+++ PASSAGE GIVEN +++

Monday, January 14, 2008

Q&A: Lessons From a Rewrite, Part 1



As I said last week, I've been working on a rewrite of a book I wrote 2 years ago called THE MAZE RUNNER. It's the book that got me an agent but didn't sell. Well, a month ago, I got a wonderful editorial letter with suggested changes, asking that I only rewrite the first 50 pages and they would consider me for publication.

This is a different publisher than the one for THE 13TH REALITY (coming in March!). It's a long story, and I'll tell it if the thing actually sells.

Anyway, I was shocked, mortified, petrified, bamboozled, and stinkified to see how poorly the original version of MAZE was written. At least, poor compared to the strides I've made in my writing the last couple of years. The editor nailed everything, and I basically rewrote 80 percent of the old stuff and added a bunch of new stuff. This may be a multi-parter post, but I thought I would share some of the lessons I've learned from this rewrite: things that are vital to a good story.

And note: I'm doing this before having any clue if the new version is good enough to be purchased by the publisher. Also, there's really nothing new here, just lessons that hit home for me. So take it for what it's worth.

LESSON NUMBER ONE: Differentiate your characters.

This book is about a bunch of boys who have been sent to live in a massive complex that is basically a big maze. Think ENDER'S GAME meets LORD OF THE FLIES meets HOLES, three of my favorite books. Throw in a little LOST, too. It's all a vicious and cruel experiment, but I won't get into the plot too much. Back when I wrote it, I wanted to make the characters really cool and funny, rebellious and hot tempered. I failed miserably.

What I ended up with were lots of boys with the exact same personality. None of them had distinguishing traits, quirks with their language, odd habits - nothing to make one different from another. My friend said it was like I'd stuck a whole bunch of Jimmy Finchers in this place, and they'd all melded together. And, as my agent said later, they sounded like an adult trying to sound like a hip kid. It was awful.

In the rewrite, I worked hard to correct this. One character is now hot tempered, speaks with a lot of slang, has no compassion for the new guy, business is business. Another character has kind of a strange scottish/jamaican mixed way of speaking, is easy going and kinder than the rest, sharp as a tack. Another character is short and fat, a smart aleck, tries to speak the cool slang but messes it up, wants everyone to be his friend. Etcetera.

This is something I'd improved on from JIMMY FINCHER to THE 13TH REALITY, and I was glad to implement it in MAZE.

LESSON NUMBER TWO: Develop the mystery/plot with patience.

Hoo-boy, is this a lesson that took me a long time to learn. Brandon Sanderson once told me something he notices with many beginning/amateur writers: their book timeline takes place in just a few days, maybe a week or two. In other words, they rush the story. Guilty as charged. All four of my Jimmy Fincher books, combined, take place in about 3 or 4 months.

+++ RECORD LIST +++

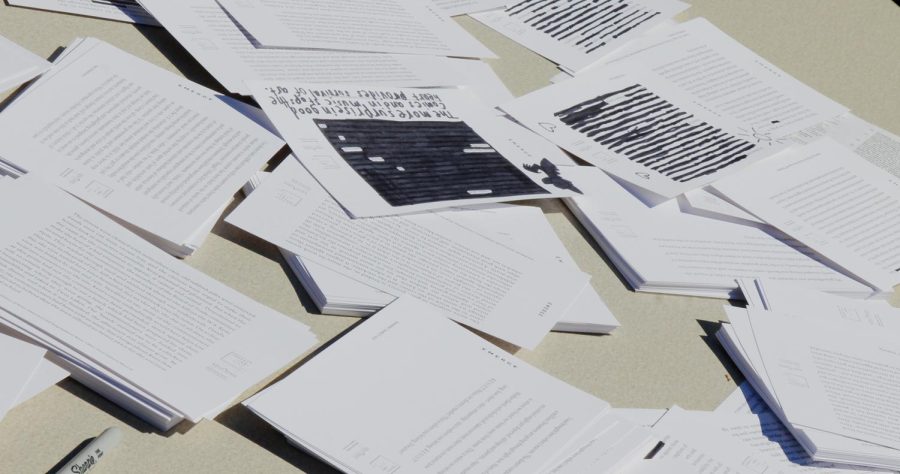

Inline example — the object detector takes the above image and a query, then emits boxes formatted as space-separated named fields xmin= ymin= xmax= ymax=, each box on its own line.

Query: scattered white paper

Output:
xmin=472 ymin=0 xmax=690 ymax=71
xmin=713 ymin=138 xmax=900 ymax=292
xmin=501 ymin=62 xmax=775 ymax=198
xmin=791 ymin=113 xmax=900 ymax=178
xmin=434 ymin=0 xmax=506 ymax=16
xmin=135 ymin=0 xmax=500 ymax=97
xmin=0 ymin=334 xmax=46 ymax=419
xmin=0 ymin=175 xmax=315 ymax=429
xmin=219 ymin=0 xmax=496 ymax=58
xmin=0 ymin=36 xmax=50 ymax=92
xmin=0 ymin=39 xmax=284 ymax=254
xmin=251 ymin=83 xmax=577 ymax=217
xmin=248 ymin=296 xmax=643 ymax=473
xmin=226 ymin=158 xmax=589 ymax=348
xmin=567 ymin=167 xmax=873 ymax=298
xmin=7 ymin=0 xmax=159 ymax=26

+++

* WRITTEN TASKS:
**a.** Reproduce the blog post on rewriting a novel from "In the rewrite, I" up to and including "his friend. Etcetera.".
**b.** Write the next part of the blog post on rewriting a novel, picking up after its final sentence.

* EXERCISE RESULTS:
**a.**
In the rewrite, I worked hard to correct this. One character is now hot tempered, speaks with a lot of slang, has no compassion for the new guy, business is business. Another character has kind of a strange scottish/jamaican mixed way of speaking, is easy going and kinder than the rest, sharp as a tack. Another character is short and fat, a smart aleck, tries to speak the cool slang but messes it up, wants everyone to be his friend. Etcetera.

**b.**
I did much better with 13TH, and my rewrite of MAZE as well. The original version had this huge information dump near the beginning, where one of the blah characters takes the new kid aside and explains how everything works, why they are there, what to be afraid of, etc. It was awful.

I scratched it completely, instead having some of those same questions answered in the first 50 pages as he experiences the many cool and mysterious things about this Maze place. I left others to be answered later. In fact, take it one step further. To accomplish this in my first rewrite draft, I had the leader tell the new kid that he couldn't ask any questions, like it was a rule.

My wife kaboshed that, saying it was the classic case of TELLING not SHOWING. So instead, I created even more mystery and frustration for the main character by having him ask questions, but not really getting answered. Things happen to interrupt him, people hesitate, people change the subject, people get angry with him. My wife really helped make it better.

I forced patience into the story. I added details, in-setting dialogue, cool elements that weren't there 2 years ago. What originally happened on Page 37 now doesn't happen until Page 52. And it's much better, I think.

LESSON NUMBER THREE: Build the world with language.

The editor really nailed this one. Here these kids have been living in this other-world type place for years, and yet they spoke like snotty nosed brats at your local middle school. It was awful. She told me to invent slang and a way of speaking - something that would've developed there after different races and cultures mixed together.

This was a lot of fun for me, and I can't believe I didn't do it the first time around. The best way to show this is for me to give you an example. Then I think we'll be done for now.

The book begins with a new kid (Thomas) being sent to the Maze. He's sent in what's called The Box, a dark room that opens up after a long time, light blinding him. His first experience of the new place is a bunch of boys looking down into the Box, pointing at him and talking over each other. I showed this with a quick string of dialogue without markers. Let's do a Before and After.

BEFORE:

He heard noises above—voices.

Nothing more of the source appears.